[Stored items]

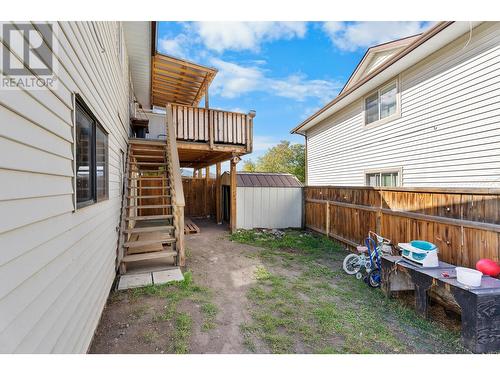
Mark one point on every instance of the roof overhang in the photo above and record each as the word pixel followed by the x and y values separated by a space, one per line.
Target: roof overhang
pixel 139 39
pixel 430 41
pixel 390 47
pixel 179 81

...

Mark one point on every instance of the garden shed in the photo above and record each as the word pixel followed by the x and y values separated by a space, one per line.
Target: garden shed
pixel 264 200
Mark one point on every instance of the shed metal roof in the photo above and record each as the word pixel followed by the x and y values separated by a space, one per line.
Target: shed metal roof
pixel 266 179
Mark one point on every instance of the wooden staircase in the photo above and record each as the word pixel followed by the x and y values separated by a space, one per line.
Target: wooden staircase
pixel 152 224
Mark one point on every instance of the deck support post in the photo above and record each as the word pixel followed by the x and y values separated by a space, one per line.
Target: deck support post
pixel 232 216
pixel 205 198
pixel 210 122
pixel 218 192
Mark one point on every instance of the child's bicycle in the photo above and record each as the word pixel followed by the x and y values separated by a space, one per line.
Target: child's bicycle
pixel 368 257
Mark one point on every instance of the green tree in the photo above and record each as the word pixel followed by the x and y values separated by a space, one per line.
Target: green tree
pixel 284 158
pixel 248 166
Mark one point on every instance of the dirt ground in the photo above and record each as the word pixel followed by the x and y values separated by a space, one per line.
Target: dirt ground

==

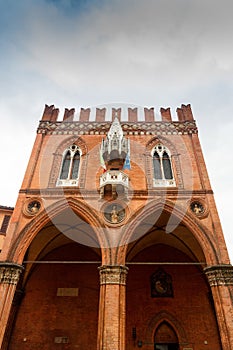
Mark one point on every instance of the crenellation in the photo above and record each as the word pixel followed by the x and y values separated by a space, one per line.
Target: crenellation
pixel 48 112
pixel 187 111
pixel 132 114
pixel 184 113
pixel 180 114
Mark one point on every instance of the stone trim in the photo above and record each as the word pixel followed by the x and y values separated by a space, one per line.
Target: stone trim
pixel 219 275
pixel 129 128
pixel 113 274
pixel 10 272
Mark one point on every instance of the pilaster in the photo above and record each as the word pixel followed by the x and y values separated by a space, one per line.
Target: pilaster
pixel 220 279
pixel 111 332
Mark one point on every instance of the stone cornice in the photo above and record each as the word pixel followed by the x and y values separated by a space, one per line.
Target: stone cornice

WRITTEN TASK> Print everything from the line containing "Mark one point on every instance of the roof" down to the line containing "pixel 179 81", including both of those lines, with nothing changed.

WRITTEN ANSWER>
Mark one point on every instance of the roof overhang in the photo above and record each as the word pixel followed by the x and y values separated by a space, one per line.
Target: roof overhang
pixel 139 39
pixel 430 41
pixel 390 47
pixel 179 81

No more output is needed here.